ABOUT THIS TASK → The reply should hold every line of the listing exactly, and none of its images.

THE DATA →
:::::

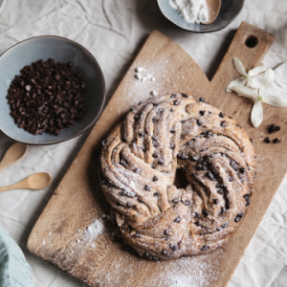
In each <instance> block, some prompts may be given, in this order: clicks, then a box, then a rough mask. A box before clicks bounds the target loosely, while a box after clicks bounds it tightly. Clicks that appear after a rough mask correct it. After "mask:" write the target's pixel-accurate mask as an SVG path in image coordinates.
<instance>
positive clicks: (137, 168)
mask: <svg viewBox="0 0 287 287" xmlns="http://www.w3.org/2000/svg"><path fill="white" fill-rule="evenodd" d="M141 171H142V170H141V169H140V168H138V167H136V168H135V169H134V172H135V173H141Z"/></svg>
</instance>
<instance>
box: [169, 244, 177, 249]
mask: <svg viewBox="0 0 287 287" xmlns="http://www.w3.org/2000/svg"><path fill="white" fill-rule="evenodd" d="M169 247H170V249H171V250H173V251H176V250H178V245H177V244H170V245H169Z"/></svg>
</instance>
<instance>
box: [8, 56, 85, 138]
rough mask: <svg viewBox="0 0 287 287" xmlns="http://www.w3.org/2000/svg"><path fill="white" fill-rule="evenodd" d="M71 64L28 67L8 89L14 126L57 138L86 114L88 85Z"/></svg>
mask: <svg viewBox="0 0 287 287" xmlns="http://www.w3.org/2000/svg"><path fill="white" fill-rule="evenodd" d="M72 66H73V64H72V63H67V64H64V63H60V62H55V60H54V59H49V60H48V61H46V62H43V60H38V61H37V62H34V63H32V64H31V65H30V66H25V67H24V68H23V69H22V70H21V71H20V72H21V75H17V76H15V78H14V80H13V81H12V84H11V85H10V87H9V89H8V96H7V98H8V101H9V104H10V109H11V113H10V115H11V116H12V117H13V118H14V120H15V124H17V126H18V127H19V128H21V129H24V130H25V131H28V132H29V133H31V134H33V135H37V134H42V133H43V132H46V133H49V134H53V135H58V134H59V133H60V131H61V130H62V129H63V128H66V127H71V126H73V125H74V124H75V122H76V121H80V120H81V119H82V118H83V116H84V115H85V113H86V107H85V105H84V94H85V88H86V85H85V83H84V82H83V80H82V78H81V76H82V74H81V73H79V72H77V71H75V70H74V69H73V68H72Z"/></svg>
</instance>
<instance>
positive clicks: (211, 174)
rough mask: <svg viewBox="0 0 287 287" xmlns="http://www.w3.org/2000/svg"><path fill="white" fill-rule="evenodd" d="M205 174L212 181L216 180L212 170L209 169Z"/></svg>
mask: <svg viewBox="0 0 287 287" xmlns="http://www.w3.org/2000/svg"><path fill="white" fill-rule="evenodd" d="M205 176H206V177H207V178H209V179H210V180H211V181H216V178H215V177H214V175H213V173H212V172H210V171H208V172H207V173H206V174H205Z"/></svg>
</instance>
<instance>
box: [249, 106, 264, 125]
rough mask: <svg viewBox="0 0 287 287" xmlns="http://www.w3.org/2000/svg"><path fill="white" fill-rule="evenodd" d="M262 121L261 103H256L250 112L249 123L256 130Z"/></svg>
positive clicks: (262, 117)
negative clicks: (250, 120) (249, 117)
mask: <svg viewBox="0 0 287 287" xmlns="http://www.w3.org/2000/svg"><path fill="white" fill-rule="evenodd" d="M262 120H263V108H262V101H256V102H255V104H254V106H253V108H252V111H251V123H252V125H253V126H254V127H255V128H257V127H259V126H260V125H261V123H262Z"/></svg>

:::::

ANSWER TO THE EXERCISE →
In each <instance> block, some prompts may be given, in this order: clicks, then a box, then a rough mask. A box before clicks bounds the target loosely, while a box after clicks bounds it tightly. Clicks that appear after a rough mask correct it. After "mask:" write the target's pixel-accurate mask as an SVG path in image coordinates.
<instance>
positive clicks: (137, 168)
mask: <svg viewBox="0 0 287 287" xmlns="http://www.w3.org/2000/svg"><path fill="white" fill-rule="evenodd" d="M141 171H142V170H141V169H140V168H138V167H136V168H135V169H134V172H135V173H141Z"/></svg>
</instance>
<instance>
box: [169, 244, 177, 249]
mask: <svg viewBox="0 0 287 287" xmlns="http://www.w3.org/2000/svg"><path fill="white" fill-rule="evenodd" d="M169 247H170V249H171V250H173V251H176V250H178V245H177V244H170V245H169Z"/></svg>
</instance>
<instance>
box: [8, 56, 85, 138]
rough mask: <svg viewBox="0 0 287 287" xmlns="http://www.w3.org/2000/svg"><path fill="white" fill-rule="evenodd" d="M71 64L28 67L8 89L14 126L57 138L86 114L88 85Z"/></svg>
mask: <svg viewBox="0 0 287 287" xmlns="http://www.w3.org/2000/svg"><path fill="white" fill-rule="evenodd" d="M72 66H73V64H72V63H67V64H64V63H60V62H55V60H54V59H49V60H48V61H46V62H43V60H38V61H37V62H34V63H32V64H31V65H30V66H25V67H24V68H23V69H22V70H21V71H20V72H21V75H17V76H15V78H14V80H13V81H12V84H11V85H10V87H9V89H8V96H7V98H8V101H9V104H10V109H11V113H10V115H11V116H12V117H13V118H14V120H15V124H17V126H18V127H19V128H21V129H24V130H25V131H28V132H29V133H31V134H33V135H37V134H42V133H43V132H46V133H49V134H53V135H58V134H59V133H60V131H61V130H62V129H63V128H66V127H71V126H73V125H74V124H75V122H76V121H80V120H81V119H82V118H83V116H84V115H85V113H86V107H85V105H84V94H85V88H86V85H85V83H84V82H83V80H82V78H81V76H82V74H81V73H79V72H77V71H75V70H74V69H73V68H72Z"/></svg>
</instance>
<instance>
positive clicks: (211, 174)
rough mask: <svg viewBox="0 0 287 287" xmlns="http://www.w3.org/2000/svg"><path fill="white" fill-rule="evenodd" d="M205 174L212 181L216 180L212 170L209 169Z"/></svg>
mask: <svg viewBox="0 0 287 287" xmlns="http://www.w3.org/2000/svg"><path fill="white" fill-rule="evenodd" d="M205 176H206V177H207V178H209V179H210V180H211V181H216V178H215V177H214V175H213V173H212V172H210V171H208V172H207V173H206V174H205Z"/></svg>
</instance>
<instance>
box: [249, 106, 264, 125]
rough mask: <svg viewBox="0 0 287 287" xmlns="http://www.w3.org/2000/svg"><path fill="white" fill-rule="evenodd" d="M262 121L261 103H256L250 112L249 123L256 130Z"/></svg>
positive clicks: (262, 117)
negative clicks: (250, 120) (249, 117)
mask: <svg viewBox="0 0 287 287" xmlns="http://www.w3.org/2000/svg"><path fill="white" fill-rule="evenodd" d="M262 120H263V108H262V101H256V102H255V104H254V106H253V108H252V111H251V123H252V125H253V126H254V127H255V128H257V127H259V126H260V125H261V123H262Z"/></svg>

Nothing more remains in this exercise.